## Passage given

***

✓ Human-authored analysis; AI used for formatting and proofreading.
There's a wave of tooling that makes AI coding agents more reliable: Agent Skills, Superpowers, Get Shit Done, spec-driven development kits. They work. The agent stops flailing and starts following a process. But there's a confusion in how people talk about them. It costs money: the belief that a better per-task setup adds up to a coherent system. It doesn't. Dave Snowden's Cynefin framework provides the framework to analyze.
We will distinguish between visibility (what the AI can see) and emergence (what the system does at runtime). Even an infinite context window cannot deduce a race condition that only triggers under a specific production load. That remains a property of the Complex domain.
The distinction between building a known category (CMS) vs a new category explains how teams find AI tools miraculous while other find them frustrating to use. As systems grow, the number of interactions grow exponentially, eventually exceeding any context window or human's ability to analyze rather than probe.
Two domains, one codebase
Cynefin sorts problems by the nature of cause and effect.
Complicated problems have a knowable right answer. Finding it takes skill or analysis. It's deducible from what's in front of you. Once found, it's repeatable. Write a function that validates this schema. Refactor this module to use the repository pattern. These have correct answers an expert (or a well-driven agent) can produce. The method is analyze, then execute.

***

## Data

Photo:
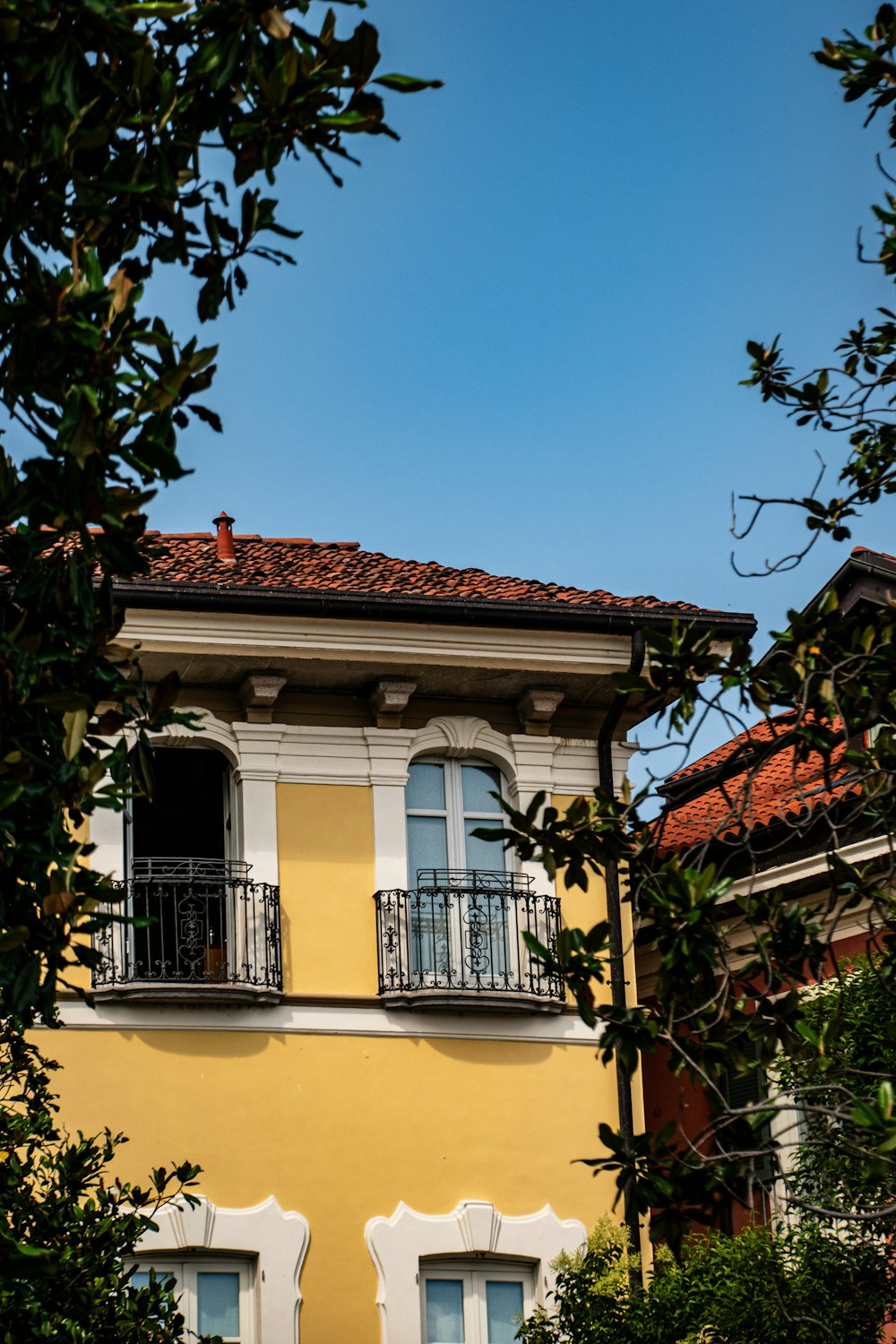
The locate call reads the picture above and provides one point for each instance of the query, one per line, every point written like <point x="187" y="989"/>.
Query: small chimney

***

## Problem set
A - Summarize the text on AI coding agents and Cynefin in two sentences.
B - Repeat the text on AI coding agents and Cynefin word for word, starting at "The distinction between" and ending at "cause and effect.".

## The replies
A - Tooling such as Agent Skills and spec-driven development kits makes AI coding agents more reliable, but a better per-task setup does not add up to a coherent system, and Dave Snowden's Cynefin framework is used to analyze this. The text separates what the AI can see from what the system does at runtime, and it describes Complicated problems as having a knowable, repeatable right answer that is found through analysis and then executed.

B -
The distinction between building a known category (CMS) vs a new category explains how teams find AI tools miraculous while other find them frustrating to use. As systems grow, the number of interactions grow exponentially, eventually exceeding any context window or human's ability to analyze rather than probe.
Two domains, one codebase
Cynefin sorts problems by the nature of cause and effect.